= Beginning of Section =

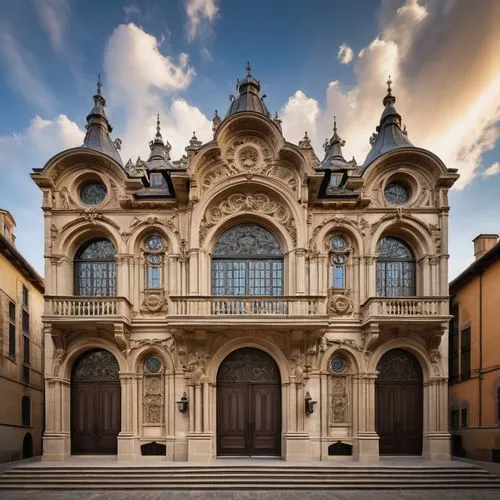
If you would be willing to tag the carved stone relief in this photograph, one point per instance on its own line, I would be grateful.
(250, 156)
(260, 203)
(153, 399)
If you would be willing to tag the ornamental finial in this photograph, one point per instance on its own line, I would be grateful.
(99, 84)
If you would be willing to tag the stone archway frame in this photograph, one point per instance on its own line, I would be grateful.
(435, 444)
(279, 211)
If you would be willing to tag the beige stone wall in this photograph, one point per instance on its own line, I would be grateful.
(12, 386)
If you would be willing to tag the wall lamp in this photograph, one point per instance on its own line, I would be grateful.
(182, 404)
(309, 407)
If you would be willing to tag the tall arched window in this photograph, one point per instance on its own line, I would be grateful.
(395, 268)
(95, 269)
(247, 260)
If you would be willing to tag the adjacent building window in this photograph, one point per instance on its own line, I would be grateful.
(339, 248)
(154, 256)
(26, 410)
(95, 269)
(465, 353)
(395, 273)
(12, 329)
(247, 260)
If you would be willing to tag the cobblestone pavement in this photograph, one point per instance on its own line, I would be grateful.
(251, 495)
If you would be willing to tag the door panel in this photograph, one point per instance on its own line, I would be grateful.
(232, 414)
(265, 419)
(95, 417)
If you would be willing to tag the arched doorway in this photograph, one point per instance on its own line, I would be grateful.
(95, 403)
(27, 446)
(399, 404)
(248, 404)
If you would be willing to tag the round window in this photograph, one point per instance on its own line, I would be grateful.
(154, 243)
(338, 243)
(93, 193)
(338, 364)
(396, 194)
(152, 364)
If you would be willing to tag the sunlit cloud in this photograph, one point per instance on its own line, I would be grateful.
(53, 15)
(345, 54)
(448, 96)
(21, 70)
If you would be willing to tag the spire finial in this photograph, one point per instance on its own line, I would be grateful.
(99, 84)
(158, 133)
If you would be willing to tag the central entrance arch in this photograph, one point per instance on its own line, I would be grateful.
(399, 404)
(95, 403)
(248, 404)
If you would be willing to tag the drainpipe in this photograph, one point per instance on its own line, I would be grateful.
(480, 349)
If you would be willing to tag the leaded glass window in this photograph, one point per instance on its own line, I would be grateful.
(247, 260)
(153, 257)
(395, 268)
(95, 269)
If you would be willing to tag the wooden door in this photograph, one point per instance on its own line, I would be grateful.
(399, 404)
(248, 405)
(95, 404)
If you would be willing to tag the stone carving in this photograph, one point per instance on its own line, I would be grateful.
(339, 304)
(338, 400)
(154, 303)
(249, 156)
(153, 399)
(260, 203)
(398, 364)
(96, 366)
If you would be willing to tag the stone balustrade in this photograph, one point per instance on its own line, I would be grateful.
(84, 307)
(247, 305)
(404, 307)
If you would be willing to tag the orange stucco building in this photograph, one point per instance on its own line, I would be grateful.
(474, 354)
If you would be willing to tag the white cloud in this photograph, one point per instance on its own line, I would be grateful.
(143, 81)
(201, 14)
(443, 60)
(53, 15)
(493, 169)
(21, 70)
(20, 153)
(345, 54)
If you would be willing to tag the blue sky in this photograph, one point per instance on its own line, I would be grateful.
(314, 59)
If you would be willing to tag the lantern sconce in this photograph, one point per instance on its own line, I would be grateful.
(182, 404)
(309, 404)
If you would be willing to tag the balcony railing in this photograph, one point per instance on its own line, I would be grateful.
(87, 307)
(247, 305)
(396, 308)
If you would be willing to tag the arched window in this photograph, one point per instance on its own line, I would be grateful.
(338, 254)
(247, 260)
(395, 268)
(95, 269)
(26, 410)
(154, 256)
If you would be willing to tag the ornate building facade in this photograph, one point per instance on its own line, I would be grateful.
(249, 298)
(21, 350)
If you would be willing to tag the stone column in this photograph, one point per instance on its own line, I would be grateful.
(126, 435)
(57, 438)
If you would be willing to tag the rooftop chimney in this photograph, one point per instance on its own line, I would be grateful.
(483, 243)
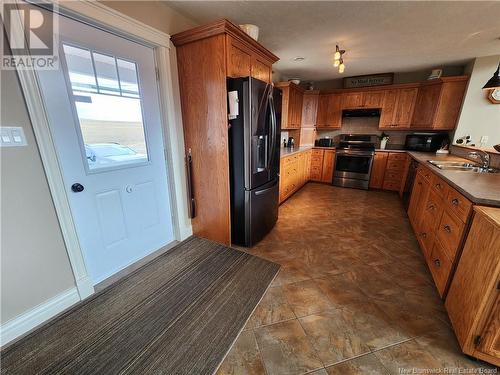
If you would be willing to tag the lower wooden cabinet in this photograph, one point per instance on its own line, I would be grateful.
(378, 170)
(328, 166)
(473, 301)
(294, 173)
(439, 230)
(388, 170)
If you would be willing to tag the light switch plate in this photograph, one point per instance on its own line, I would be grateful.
(12, 136)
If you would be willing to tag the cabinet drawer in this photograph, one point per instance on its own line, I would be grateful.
(439, 186)
(316, 162)
(397, 165)
(458, 204)
(449, 233)
(440, 267)
(393, 175)
(397, 156)
(427, 174)
(391, 185)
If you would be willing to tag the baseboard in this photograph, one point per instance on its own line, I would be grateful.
(30, 319)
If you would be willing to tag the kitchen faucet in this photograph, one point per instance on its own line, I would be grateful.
(483, 156)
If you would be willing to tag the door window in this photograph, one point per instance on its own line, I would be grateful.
(108, 106)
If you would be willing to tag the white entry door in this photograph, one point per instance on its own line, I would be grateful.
(105, 120)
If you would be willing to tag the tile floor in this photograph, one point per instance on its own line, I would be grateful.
(354, 295)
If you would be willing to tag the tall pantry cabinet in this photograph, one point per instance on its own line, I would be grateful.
(206, 57)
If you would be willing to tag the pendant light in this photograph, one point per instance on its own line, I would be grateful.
(494, 82)
(338, 61)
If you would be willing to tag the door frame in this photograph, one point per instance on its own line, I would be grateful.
(108, 19)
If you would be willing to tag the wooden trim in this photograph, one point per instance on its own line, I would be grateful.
(222, 26)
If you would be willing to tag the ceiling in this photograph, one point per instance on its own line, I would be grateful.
(385, 36)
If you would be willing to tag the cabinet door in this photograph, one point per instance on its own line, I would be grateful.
(405, 107)
(309, 109)
(373, 99)
(322, 114)
(239, 59)
(261, 69)
(388, 109)
(334, 112)
(352, 100)
(490, 337)
(426, 106)
(378, 170)
(328, 166)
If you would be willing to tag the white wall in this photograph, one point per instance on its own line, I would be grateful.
(479, 116)
(34, 263)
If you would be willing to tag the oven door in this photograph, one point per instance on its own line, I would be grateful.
(352, 164)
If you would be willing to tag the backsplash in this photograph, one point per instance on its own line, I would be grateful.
(363, 125)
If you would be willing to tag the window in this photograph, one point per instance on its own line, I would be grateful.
(108, 105)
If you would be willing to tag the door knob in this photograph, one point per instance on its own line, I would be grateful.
(77, 187)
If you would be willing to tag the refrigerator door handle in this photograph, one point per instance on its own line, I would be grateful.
(274, 130)
(264, 191)
(189, 175)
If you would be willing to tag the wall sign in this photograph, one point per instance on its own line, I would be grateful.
(369, 80)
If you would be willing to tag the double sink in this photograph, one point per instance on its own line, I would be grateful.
(461, 166)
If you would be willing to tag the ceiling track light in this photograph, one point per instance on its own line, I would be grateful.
(338, 60)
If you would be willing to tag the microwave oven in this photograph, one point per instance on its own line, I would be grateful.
(427, 142)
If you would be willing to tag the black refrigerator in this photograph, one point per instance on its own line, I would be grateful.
(254, 158)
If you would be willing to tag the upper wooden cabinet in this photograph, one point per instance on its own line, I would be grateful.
(310, 108)
(438, 103)
(362, 99)
(397, 108)
(329, 113)
(291, 113)
(206, 56)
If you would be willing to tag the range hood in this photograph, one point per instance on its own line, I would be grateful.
(365, 112)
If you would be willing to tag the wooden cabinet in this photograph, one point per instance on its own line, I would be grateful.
(317, 164)
(438, 228)
(310, 109)
(329, 113)
(243, 62)
(397, 108)
(473, 301)
(394, 171)
(294, 173)
(438, 103)
(328, 166)
(378, 170)
(206, 56)
(291, 113)
(362, 99)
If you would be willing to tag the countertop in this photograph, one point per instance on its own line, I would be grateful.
(285, 151)
(480, 188)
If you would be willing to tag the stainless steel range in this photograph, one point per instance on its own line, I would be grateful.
(353, 160)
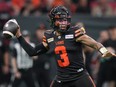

= End of Section =

What is required:
Without the pictures, restate all the entries above exactly.

Response for this exercise:
If you would be willing to tag the carved stone relief in this photograph, one point per instance on its own line, I would be grateful.
(250, 156)
(260, 203)
(153, 399)
If you would be willing to tag the ornamental finial in this photograph, one point per instance on its own line, I would be grateful.
(99, 84)
If you would be willing to tag the stone archway frame in this photograph, one point per instance on its own line, I would be grateful.
(435, 444)
(279, 211)
If you would be willing to tag the beige stone wall in this photograph, one point per instance on its own line, I would be grateful.
(12, 386)
If you would be willing to tag the wall lamp in this photograph, one point per instance on its own line, I would be grateful.
(182, 404)
(309, 407)
If you would be willing to tag the tall arched window in this photograph, one point per instance on its own line, I would be grateful.
(395, 268)
(95, 269)
(247, 260)
If you would be willing to tag the adjacent building window in this photograph, one point per instance on its own line, I would be grateful.
(339, 248)
(154, 256)
(26, 410)
(95, 269)
(465, 353)
(395, 273)
(12, 329)
(247, 260)
If you would be willing to tag the cobblestone pavement in this photograph, one point per instance on its own line, I would be grateful.
(251, 495)
If you would be willing to tag the door panel in this photograph, one point per instance on its own line, I would be grateful.
(232, 414)
(265, 419)
(95, 417)
If you would be willing to tag the arched doorway in this photograph, one point per instance on its own line, I would be grateful.
(95, 403)
(27, 446)
(399, 404)
(248, 404)
If you would be willing to tag the round window in this photograph, one point per instance on its own line, I would be grateful.
(154, 243)
(338, 243)
(93, 193)
(338, 364)
(396, 194)
(152, 364)
If you would be willing to tag the sunlit cloud in this photograph, one point per instance on its own line, I would be grateful.
(53, 15)
(345, 54)
(448, 96)
(21, 70)
If you would be willing to tag the spire finial in this photograph, one point per instance on its own line, I would be grateful.
(99, 84)
(158, 133)
If you would be willing to tag the central entrance arch in this photograph, one point per instance on its own line, I would be grateful.
(399, 404)
(95, 403)
(248, 404)
If you would be willing to tag the drainpipe in this photograph, one point per instance on its own line, I would be grateful.
(480, 349)
If you would be willing to tag the leaded glass window in this photograph, one point per instance on its own line, I would be grateful.
(247, 260)
(153, 257)
(395, 268)
(95, 269)
If you would be willing to tag the wooden door in this photograph, one point per instance on its own line, I would be grateful.
(399, 404)
(248, 405)
(95, 404)
If you would be willing to tag the stone carving in this photograph, one point per instance on its own line, I would be grateful.
(339, 304)
(338, 400)
(154, 303)
(249, 156)
(153, 399)
(260, 203)
(398, 364)
(96, 366)
If you would be willing to tag the stone balustrade in this photograph, one point per instance on its own line, I would be grateful.
(84, 307)
(247, 305)
(404, 307)
If you would be willing to tag the orange stucco building in this photograph, one point per instance on its own line, I would be grateful.
(474, 354)
If you would be willing to tag the white cloud in this photograph, one point per instance on its own line, I would be grateful.
(143, 81)
(201, 14)
(443, 60)
(53, 15)
(493, 169)
(21, 70)
(20, 153)
(345, 54)
If you would be willing to tag the blue sky in this photograph, one point per instance on its own line, I would be grateful.
(314, 59)
If you would be willing to tag the lantern sconce in this photograph, one point per instance on its own line, I would be grateful.
(182, 404)
(309, 404)
If you would be willing to tag the balcony railing in this photograph, one point per instance on its own line, I would be grateful.
(87, 307)
(247, 305)
(396, 308)
If you would be willing to tag the arched window in this photograph, one point per instance on its own line, I would be grateful.
(338, 254)
(247, 260)
(395, 268)
(95, 269)
(26, 410)
(154, 256)
If you would be willing to tag the ornate building facade in this photograph, one point per instance on its own line, I would be grateful.
(249, 298)
(21, 350)
If you would be willing to tag the stone column in this photograph, one point per instance on its own line, I would be grateful.
(126, 435)
(57, 438)
If you would be willing to tag the rooftop chimney in this photograph, one point per instance on its own line, I would be grateful.
(483, 243)
If you would be willing to tag the lower wooden cabinet in this photograph, one point per instance on its own line, I would be grateful.
(378, 170)
(328, 166)
(473, 301)
(294, 173)
(439, 230)
(388, 170)
If you would be willing to tag the light switch plate in this photograph, one point per instance on its own line, I would be grateful.
(12, 136)
If you would be willing to tag the cabinet drawer in this photograph, one point per instance on its own line, I would be grateful.
(439, 186)
(316, 162)
(397, 165)
(458, 204)
(449, 233)
(440, 267)
(393, 175)
(397, 156)
(427, 174)
(391, 185)
If you would be willing to tag the baseboard in this photograph, one point per instance on its own line, I would be grateful.
(30, 319)
If you would be willing to tag the kitchen faucet in this photograph, one point per instance on its own line, I would be grateful.
(483, 156)
If you would be willing to tag the door window in this photograph, one point per instance on its own line, I would be grateful.
(108, 106)
If you would be willing to tag the white entry door in this photograph, one point per instance on its own line, I would be grateful.
(105, 120)
If you would be willing to tag the tile floor in this photograph, one point per instance on its own line, I would be grateful.
(354, 295)
If you would be willing to tag the tall pantry cabinet in this photograph, one point per instance on its own line, I would be grateful.
(206, 57)
If you would be willing to tag the pendant light in this photograph, one point per instance on its own line, I would be grateful.
(494, 82)
(338, 61)
If you would be willing to tag the door frame in this photograph, one point per instance on its own line, I would be grateful.
(108, 19)
If you would be willing to tag the wooden trim in this photograph, one point per instance on its own line, I would be grateful.
(222, 26)
If you would be willing to tag the ceiling in this photograph, one point per instance on its own line, I would be grateful.
(385, 36)
If you would be willing to tag the cabinet door in this photograph, one point per instance on its own line, I would be grateful.
(405, 107)
(309, 109)
(373, 99)
(322, 114)
(239, 59)
(261, 69)
(388, 109)
(334, 112)
(352, 100)
(490, 337)
(426, 106)
(378, 170)
(328, 166)
If you would be willing to tag the white wall in this photograph, one point per instance on its own line, I would be grateful.
(479, 116)
(34, 263)
If you would be willing to tag the oven door in this photograph, one point per instance on its own line, I would be grateful.
(352, 164)
If you would be willing to tag the backsplash in this photograph, one point per instance on its own line, I would be grateful.
(363, 125)
If you would be willing to tag the window in this photograph, one point per instance on its own line, I would be grateful.
(108, 105)
If you would be willing to tag the door knob in this photograph, one point per instance on its own line, I would be grateful.
(77, 187)
If you would be willing to tag the refrigerator door handle in this photograph, one point per instance on its own line, I would be grateful.
(274, 130)
(264, 191)
(189, 175)
If you would be willing to tag the wall sign in this photograph, one point per instance on its own line, I would be grateful.
(369, 80)
If you would be willing to tag the double sink in this photograph, one point per instance on its own line, I would be grateful.
(461, 166)
If you would be willing to tag the ceiling track light in this photograph, one point per instance on its own line, I would be grateful.
(338, 60)
If you would be willing to tag the microwave oven in this photograph, one point per instance on its own line, I would be grateful.
(427, 142)
If you would be willing to tag the black refrigerator in this photograph, one point per instance on its own line, I would be grateful.
(254, 158)
If you would be willing to tag the upper wooden cabinet in this photograph, one point per instance on its own line, I would be grateful.
(310, 108)
(438, 103)
(362, 99)
(397, 108)
(329, 113)
(291, 113)
(206, 56)
If you would be willing to tag the range hood in this photograph, one point per instance on its own line, I would be grateful.
(365, 112)
If you would be willing to tag the wooden cabinet in this photograph, one point per instance on its own line, I would be grateful.
(317, 164)
(438, 228)
(310, 109)
(329, 113)
(243, 62)
(397, 108)
(473, 301)
(394, 171)
(294, 173)
(438, 103)
(328, 166)
(378, 170)
(206, 56)
(291, 113)
(362, 99)
If you would be willing to tag the countertop in this photograph, one point per instance on its own line, I would be grateful.
(285, 151)
(480, 188)
If you would be willing to tag the stainless steel range in this photograph, one point per instance on its own line, I would be grateful.
(353, 160)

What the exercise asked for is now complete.